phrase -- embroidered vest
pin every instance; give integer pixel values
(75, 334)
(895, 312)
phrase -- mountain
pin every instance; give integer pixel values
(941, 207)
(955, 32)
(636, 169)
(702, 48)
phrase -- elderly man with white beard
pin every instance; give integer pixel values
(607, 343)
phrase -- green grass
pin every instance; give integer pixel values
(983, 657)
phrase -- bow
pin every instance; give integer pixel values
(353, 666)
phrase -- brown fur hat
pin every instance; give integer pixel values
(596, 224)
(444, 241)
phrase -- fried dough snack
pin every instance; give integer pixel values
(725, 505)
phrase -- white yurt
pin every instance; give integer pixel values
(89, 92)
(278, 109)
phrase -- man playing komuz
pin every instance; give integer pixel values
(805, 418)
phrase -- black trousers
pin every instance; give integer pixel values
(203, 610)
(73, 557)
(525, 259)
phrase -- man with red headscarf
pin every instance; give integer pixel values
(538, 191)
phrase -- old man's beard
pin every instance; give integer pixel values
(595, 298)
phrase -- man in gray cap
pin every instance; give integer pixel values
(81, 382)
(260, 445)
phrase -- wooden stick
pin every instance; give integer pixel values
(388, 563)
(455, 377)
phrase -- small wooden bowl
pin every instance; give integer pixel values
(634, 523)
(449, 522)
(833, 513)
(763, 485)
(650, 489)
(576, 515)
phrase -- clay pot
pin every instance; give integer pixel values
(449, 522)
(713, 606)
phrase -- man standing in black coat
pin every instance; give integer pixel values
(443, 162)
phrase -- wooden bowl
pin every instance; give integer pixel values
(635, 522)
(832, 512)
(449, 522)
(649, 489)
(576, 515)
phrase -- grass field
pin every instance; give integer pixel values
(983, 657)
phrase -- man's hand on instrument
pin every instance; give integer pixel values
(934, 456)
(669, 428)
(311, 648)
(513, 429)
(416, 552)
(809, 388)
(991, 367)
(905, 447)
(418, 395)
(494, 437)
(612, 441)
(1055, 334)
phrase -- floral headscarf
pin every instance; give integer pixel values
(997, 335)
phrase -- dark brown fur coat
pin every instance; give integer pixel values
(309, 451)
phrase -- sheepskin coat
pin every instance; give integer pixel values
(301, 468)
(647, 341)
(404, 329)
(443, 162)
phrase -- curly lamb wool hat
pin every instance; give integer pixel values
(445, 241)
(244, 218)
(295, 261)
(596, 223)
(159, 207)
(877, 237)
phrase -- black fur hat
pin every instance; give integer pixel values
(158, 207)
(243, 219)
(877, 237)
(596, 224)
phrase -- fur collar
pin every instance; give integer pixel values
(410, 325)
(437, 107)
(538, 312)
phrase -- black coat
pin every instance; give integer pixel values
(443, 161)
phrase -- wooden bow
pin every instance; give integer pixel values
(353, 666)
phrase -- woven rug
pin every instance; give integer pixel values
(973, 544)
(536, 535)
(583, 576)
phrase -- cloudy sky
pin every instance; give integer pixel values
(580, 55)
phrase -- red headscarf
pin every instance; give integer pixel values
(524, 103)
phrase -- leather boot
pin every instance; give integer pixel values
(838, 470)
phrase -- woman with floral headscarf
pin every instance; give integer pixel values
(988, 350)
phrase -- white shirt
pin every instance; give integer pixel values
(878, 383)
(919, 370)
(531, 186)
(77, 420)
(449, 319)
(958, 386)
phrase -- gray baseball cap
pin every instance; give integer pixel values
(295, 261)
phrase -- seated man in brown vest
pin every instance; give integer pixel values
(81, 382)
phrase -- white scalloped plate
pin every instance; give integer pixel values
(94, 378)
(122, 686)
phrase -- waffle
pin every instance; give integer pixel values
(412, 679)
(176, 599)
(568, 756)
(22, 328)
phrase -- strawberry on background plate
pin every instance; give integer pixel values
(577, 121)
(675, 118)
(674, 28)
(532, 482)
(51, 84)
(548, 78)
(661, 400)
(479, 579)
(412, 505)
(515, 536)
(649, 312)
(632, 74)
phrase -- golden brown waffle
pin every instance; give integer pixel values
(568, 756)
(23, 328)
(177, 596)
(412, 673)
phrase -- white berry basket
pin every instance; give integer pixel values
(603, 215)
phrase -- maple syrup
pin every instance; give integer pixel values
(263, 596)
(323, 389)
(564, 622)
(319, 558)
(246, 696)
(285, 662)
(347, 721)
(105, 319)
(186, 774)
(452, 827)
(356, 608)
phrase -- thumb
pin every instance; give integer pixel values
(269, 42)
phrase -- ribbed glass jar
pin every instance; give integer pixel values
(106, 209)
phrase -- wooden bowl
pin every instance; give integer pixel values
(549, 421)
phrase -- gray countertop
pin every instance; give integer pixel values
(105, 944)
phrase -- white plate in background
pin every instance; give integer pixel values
============================================================
__Short exercise__: Print nothing but the lines from the line with "phrase -- gray baseball cap" to the last line of the records above. Both of those lines count.

__Full output__:
phrase -- gray baseball cap
pin every instance; give integer pixel values
(295, 261)
phrase -- seated man in brown vest
pin every instance; give integer pixel values
(81, 382)
phrase -- white scalloped plate
pin every instance; give integer pixel values
(94, 378)
(122, 686)
phrase -- waffle
pin every instance; give integer pixel values
(412, 679)
(176, 599)
(568, 756)
(22, 328)
phrase -- strawberry on background plate
pin every instance; give integer pixel values
(577, 121)
(675, 118)
(674, 28)
(532, 482)
(51, 84)
(548, 78)
(661, 400)
(479, 579)
(412, 505)
(515, 536)
(649, 312)
(632, 74)
phrase -- golden brown waffle
pin every instance; give integer pixel values
(568, 756)
(23, 328)
(177, 596)
(412, 673)
phrase -- white berry basket
pin every instance; give integer pixel values
(603, 215)
phrase -- maple syrup
pin every instance; give integer pixel values
(263, 596)
(323, 389)
(564, 622)
(319, 558)
(246, 696)
(285, 662)
(347, 721)
(105, 319)
(186, 774)
(452, 827)
(356, 608)
phrase -- thumb
pin every instance; give integer pixel values
(269, 42)
phrase -- ribbed glass jar
pin every instance; give integer pixel values
(106, 209)
phrase -- wooden bowl
pin every instance; give integer pixel values
(549, 421)
phrase -- gray countertop
pin every instance; give integer pixel values
(105, 944)
phrase -- white plate in background
pin every instance; give integer pixel values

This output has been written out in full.